• [Given task]
Recast the material below, from the line with "Where can the grassy" to the line with "x=1244, y=351", as a JSON list of strings, one string per line and no strings for blank lines. Omit the pictures from the list.

• [Data to use]

━━━━━━━━━━━━━━━━━━━━━━━━━━━━━━

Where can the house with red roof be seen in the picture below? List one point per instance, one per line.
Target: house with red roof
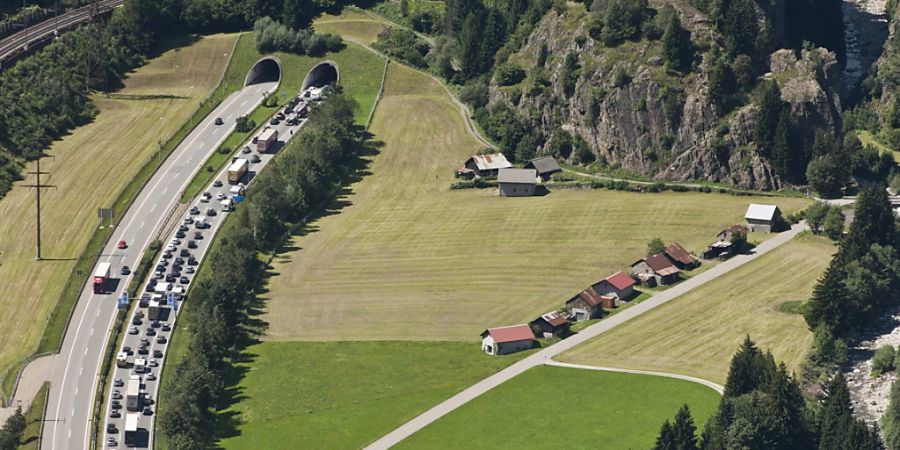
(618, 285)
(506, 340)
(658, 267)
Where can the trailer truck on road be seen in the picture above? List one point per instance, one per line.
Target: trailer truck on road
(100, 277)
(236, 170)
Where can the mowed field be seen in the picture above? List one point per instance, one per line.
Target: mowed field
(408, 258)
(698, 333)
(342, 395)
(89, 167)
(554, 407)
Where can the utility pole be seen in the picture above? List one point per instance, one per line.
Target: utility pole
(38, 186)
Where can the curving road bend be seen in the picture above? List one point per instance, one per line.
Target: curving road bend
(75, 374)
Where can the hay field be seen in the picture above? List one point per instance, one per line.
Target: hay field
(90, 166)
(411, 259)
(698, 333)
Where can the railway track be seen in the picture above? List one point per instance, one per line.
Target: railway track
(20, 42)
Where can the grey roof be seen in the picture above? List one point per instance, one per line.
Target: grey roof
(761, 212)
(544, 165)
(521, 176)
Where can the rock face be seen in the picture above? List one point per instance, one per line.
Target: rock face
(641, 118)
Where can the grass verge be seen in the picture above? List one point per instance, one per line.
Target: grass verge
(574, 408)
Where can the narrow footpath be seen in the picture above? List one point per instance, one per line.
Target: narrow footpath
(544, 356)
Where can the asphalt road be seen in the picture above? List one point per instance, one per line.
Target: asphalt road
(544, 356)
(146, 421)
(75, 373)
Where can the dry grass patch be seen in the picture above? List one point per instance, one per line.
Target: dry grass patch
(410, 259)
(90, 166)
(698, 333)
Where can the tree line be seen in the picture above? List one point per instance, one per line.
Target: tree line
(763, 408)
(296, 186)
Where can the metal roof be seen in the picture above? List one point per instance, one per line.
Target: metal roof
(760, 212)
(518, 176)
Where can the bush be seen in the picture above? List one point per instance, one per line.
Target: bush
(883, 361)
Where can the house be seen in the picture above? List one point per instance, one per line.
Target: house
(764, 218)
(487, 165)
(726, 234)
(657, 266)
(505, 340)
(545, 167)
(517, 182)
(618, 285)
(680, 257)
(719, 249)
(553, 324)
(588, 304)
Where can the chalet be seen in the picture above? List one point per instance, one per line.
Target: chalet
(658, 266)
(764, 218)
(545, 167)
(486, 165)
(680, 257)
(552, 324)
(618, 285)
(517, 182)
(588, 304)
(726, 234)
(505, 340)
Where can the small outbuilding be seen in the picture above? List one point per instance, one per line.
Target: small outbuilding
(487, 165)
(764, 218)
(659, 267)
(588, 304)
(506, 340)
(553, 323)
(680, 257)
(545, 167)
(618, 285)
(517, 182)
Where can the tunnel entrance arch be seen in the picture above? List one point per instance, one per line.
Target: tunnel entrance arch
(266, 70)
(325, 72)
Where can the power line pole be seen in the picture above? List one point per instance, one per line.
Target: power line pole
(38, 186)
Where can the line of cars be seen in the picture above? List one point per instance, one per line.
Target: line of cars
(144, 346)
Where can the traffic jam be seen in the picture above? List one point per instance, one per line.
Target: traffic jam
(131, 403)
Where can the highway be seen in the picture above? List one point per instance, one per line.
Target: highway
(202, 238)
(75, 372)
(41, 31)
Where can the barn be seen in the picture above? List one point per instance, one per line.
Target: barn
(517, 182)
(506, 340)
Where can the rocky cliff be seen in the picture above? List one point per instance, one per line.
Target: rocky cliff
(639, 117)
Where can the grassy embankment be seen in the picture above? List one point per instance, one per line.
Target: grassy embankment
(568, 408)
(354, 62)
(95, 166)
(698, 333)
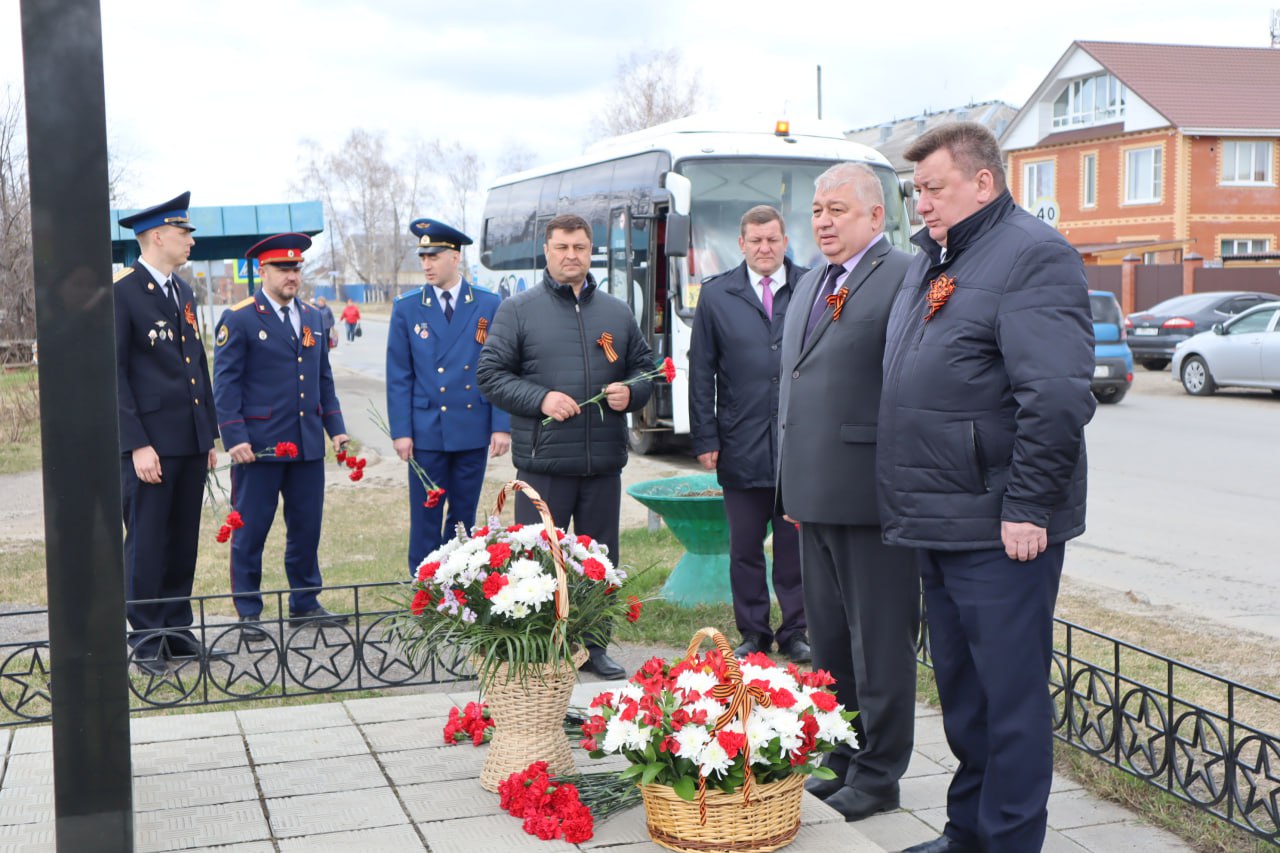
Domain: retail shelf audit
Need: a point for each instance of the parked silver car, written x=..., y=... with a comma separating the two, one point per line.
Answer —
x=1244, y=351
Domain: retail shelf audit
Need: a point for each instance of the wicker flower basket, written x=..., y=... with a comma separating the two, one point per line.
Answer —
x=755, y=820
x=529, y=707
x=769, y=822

━━━━━━━━━━━━━━━━━━━━━━━━━━━━━━

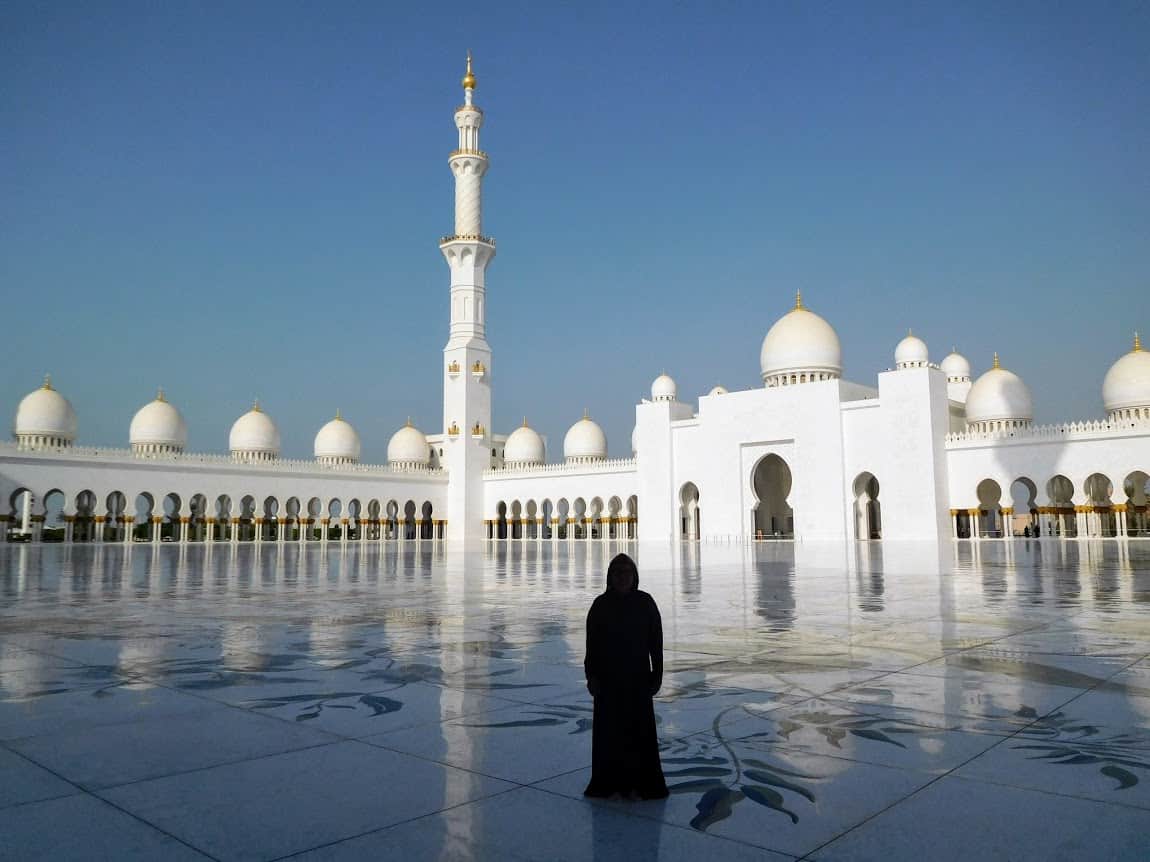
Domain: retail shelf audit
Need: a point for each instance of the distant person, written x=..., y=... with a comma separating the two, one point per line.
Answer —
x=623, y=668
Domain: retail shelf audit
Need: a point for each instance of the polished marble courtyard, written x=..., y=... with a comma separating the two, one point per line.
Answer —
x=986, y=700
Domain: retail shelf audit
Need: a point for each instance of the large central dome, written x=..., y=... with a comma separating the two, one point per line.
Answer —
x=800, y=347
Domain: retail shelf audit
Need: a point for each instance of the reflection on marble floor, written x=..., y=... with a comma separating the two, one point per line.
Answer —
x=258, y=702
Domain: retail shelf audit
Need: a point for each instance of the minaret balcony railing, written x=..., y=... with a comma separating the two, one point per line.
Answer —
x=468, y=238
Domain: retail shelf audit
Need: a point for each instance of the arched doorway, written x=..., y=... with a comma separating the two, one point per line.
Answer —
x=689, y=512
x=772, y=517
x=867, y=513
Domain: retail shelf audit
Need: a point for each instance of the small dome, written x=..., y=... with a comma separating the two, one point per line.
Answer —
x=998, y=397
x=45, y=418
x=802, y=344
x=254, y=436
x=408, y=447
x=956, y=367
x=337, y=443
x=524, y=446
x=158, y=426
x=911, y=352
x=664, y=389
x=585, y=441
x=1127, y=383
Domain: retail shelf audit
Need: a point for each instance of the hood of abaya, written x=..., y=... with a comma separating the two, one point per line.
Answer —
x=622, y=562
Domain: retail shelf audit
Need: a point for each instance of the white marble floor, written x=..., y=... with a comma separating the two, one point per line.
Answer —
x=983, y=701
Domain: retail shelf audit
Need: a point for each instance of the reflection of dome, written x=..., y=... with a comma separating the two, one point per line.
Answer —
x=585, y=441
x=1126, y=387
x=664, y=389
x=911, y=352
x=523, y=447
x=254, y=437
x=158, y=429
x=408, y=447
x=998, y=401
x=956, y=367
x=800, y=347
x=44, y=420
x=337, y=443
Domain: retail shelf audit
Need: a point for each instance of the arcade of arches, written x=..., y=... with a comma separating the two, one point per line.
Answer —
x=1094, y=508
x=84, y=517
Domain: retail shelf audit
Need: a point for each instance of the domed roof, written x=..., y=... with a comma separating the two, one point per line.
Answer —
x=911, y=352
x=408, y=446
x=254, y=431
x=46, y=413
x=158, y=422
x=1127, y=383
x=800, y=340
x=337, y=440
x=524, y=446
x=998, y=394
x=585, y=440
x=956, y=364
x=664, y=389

━━━━━━━━━━━━━━━━━━━━━━━━━━━━━━

• [Solved problem]
[
  "Where can the grassy embankment be seen in the picture above? List one point per instance, one per line.",
  "Target: grassy embankment",
  "(568, 408)",
  "(354, 62)",
  "(95, 166)",
  "(698, 333)",
  "Domain: retail shelf audit",
  "Need: a point for each instance of the parked silver car, written x=..., y=... with a comma separating the two, one point per line.",
  "Answer —",
  "x=1244, y=351"
]